**Assignment**
Copy each line below that includes "coat".
━━━━━━━━━━━━━━━━
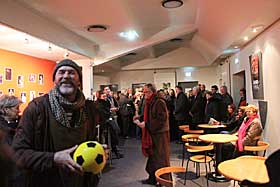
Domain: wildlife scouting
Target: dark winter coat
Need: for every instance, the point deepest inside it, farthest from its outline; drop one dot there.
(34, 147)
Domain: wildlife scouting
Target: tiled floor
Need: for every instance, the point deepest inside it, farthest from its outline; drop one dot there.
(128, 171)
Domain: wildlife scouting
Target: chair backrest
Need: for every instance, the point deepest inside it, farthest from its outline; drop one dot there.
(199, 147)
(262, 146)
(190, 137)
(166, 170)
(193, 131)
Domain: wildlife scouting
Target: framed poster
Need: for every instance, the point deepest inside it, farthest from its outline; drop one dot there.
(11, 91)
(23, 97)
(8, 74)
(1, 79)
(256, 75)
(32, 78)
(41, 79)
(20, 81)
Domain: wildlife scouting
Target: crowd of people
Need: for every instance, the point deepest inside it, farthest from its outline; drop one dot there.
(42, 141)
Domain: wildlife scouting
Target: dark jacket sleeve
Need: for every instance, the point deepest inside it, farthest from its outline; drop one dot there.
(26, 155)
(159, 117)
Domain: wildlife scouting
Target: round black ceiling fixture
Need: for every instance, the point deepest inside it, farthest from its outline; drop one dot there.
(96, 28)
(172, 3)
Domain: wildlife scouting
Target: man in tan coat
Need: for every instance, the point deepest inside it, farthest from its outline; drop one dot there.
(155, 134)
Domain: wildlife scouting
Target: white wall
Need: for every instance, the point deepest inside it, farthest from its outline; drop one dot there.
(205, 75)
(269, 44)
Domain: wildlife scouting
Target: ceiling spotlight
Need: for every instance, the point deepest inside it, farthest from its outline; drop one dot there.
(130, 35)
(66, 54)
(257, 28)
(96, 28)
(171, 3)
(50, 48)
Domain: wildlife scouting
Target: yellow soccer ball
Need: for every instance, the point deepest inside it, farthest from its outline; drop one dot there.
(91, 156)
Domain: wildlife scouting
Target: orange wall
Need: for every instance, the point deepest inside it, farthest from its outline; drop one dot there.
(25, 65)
━━━━━━━━━━━━━━━━
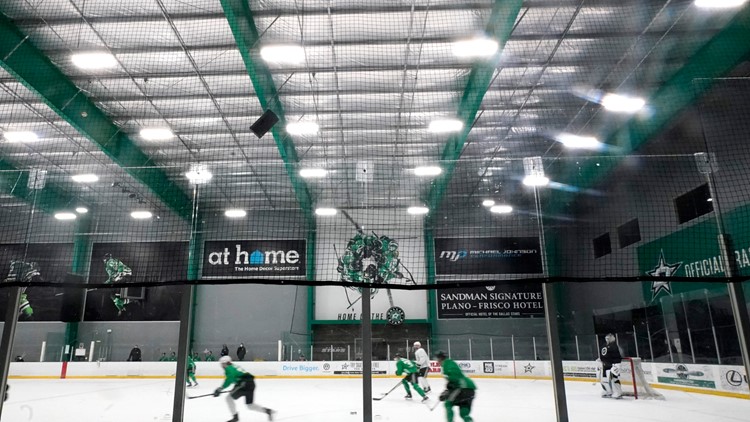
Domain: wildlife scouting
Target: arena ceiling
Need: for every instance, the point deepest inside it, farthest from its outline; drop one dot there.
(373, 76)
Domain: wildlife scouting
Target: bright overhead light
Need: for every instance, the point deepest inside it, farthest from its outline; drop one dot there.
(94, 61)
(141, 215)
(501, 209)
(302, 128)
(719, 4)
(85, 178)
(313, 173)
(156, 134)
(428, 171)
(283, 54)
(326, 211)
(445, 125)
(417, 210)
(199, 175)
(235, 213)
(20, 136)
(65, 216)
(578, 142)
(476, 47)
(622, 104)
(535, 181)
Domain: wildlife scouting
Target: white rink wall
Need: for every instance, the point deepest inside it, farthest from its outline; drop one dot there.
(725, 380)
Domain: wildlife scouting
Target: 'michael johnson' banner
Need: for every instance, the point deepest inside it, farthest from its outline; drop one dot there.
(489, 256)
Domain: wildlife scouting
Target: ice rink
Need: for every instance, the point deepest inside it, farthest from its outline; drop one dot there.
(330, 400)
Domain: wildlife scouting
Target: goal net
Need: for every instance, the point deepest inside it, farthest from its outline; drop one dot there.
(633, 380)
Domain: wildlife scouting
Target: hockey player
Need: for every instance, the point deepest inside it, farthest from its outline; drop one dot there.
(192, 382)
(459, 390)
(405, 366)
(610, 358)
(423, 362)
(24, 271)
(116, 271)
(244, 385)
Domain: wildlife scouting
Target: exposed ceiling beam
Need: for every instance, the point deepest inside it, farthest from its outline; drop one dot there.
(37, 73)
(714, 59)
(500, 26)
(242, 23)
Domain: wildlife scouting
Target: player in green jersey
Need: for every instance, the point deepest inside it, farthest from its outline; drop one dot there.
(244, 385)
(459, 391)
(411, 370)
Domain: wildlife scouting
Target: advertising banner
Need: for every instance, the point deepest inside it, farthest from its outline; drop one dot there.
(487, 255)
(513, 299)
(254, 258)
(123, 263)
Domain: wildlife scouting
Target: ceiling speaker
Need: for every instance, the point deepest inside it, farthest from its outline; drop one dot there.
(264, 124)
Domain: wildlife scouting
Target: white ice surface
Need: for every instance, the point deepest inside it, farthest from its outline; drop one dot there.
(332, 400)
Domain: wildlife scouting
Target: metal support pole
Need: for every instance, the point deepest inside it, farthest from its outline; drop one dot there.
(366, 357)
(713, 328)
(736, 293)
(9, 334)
━━━━━━━━━━━━━━━━
**Response to the exercise**
Target: dark winter coat
Target: man in tan coat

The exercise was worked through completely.